_Problem details_:
Find every line below where the word "upholstered" occurs, then give how many you found and nothing else.

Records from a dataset

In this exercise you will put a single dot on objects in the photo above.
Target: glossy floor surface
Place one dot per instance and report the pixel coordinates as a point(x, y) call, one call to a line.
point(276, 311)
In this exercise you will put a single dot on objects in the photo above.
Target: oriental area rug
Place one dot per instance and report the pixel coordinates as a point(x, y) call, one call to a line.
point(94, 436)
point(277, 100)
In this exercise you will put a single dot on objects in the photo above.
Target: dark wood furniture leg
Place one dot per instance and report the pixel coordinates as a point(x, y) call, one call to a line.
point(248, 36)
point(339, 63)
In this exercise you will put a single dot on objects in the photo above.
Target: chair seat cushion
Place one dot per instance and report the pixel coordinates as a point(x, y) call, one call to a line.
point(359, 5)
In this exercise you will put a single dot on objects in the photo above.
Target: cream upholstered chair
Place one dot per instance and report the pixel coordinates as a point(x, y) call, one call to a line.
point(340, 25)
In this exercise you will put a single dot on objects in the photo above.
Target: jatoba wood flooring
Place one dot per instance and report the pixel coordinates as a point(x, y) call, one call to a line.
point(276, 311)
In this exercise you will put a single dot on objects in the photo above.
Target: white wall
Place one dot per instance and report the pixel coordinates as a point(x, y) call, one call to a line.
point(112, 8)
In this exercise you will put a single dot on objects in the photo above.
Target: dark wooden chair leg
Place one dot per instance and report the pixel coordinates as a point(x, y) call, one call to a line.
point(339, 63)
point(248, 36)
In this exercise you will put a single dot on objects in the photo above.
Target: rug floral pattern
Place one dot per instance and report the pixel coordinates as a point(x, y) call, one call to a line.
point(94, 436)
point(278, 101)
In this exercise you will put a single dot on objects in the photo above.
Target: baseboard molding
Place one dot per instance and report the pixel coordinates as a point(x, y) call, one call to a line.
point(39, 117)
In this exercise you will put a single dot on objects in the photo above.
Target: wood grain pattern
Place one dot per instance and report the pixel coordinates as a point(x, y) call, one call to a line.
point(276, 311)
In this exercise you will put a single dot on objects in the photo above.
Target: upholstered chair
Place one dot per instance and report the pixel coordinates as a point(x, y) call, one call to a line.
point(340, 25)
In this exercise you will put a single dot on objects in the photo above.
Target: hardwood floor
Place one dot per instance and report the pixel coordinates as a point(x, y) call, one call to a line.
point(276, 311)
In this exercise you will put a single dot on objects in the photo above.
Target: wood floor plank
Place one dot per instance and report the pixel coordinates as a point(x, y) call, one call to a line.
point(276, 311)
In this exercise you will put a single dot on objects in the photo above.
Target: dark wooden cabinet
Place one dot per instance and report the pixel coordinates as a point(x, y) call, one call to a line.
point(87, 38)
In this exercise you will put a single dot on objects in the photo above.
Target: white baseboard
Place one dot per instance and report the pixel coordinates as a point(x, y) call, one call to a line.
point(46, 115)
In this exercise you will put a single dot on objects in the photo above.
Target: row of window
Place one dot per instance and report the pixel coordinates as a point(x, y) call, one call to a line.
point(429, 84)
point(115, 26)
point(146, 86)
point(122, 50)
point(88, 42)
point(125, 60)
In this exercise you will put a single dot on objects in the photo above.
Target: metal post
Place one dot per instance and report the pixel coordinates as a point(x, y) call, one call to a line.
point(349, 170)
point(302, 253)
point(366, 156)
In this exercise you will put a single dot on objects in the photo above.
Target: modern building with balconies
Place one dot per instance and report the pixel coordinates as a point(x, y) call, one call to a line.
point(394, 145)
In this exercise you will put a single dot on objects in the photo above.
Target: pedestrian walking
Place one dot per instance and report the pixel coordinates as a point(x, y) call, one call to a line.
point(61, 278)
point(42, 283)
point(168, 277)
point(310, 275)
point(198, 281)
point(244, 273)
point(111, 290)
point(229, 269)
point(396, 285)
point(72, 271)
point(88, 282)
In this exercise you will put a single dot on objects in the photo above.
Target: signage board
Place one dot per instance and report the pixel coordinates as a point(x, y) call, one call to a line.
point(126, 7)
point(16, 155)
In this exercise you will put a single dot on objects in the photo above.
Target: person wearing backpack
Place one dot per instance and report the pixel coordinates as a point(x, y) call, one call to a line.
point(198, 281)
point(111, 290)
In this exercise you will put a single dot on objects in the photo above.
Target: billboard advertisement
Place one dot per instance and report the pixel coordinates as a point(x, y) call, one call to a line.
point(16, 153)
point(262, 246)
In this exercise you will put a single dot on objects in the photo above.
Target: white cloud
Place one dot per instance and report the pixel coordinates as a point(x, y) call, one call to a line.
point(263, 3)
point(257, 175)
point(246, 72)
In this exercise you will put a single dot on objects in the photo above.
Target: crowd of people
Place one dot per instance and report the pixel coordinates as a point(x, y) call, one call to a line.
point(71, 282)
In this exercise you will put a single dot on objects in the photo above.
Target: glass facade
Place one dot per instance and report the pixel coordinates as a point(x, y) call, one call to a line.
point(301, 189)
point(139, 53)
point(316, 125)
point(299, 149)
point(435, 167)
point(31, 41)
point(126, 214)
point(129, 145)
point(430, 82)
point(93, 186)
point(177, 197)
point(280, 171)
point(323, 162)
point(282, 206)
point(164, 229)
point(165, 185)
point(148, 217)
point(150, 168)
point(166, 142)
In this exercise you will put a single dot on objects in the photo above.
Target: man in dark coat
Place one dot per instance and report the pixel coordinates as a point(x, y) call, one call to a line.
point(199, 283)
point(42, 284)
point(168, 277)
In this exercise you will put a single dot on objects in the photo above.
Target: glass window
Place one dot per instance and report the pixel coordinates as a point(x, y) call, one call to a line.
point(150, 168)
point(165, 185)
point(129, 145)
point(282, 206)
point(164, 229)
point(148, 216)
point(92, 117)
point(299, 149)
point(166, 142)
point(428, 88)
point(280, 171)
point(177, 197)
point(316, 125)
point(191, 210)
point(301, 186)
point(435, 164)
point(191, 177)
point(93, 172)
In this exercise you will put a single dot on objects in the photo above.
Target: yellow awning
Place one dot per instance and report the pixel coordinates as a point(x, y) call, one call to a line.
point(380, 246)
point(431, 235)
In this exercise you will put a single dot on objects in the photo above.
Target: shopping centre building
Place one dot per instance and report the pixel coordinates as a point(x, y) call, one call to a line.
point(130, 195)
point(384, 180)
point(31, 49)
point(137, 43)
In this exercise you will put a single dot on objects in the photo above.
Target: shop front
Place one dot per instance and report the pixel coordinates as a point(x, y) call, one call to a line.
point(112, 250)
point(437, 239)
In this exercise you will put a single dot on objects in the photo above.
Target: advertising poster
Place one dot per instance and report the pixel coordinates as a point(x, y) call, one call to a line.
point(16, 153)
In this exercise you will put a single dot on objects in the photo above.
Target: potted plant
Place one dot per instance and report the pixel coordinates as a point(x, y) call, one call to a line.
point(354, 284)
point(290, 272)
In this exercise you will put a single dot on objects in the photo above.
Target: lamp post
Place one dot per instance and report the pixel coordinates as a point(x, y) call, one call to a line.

_The completed task_:
2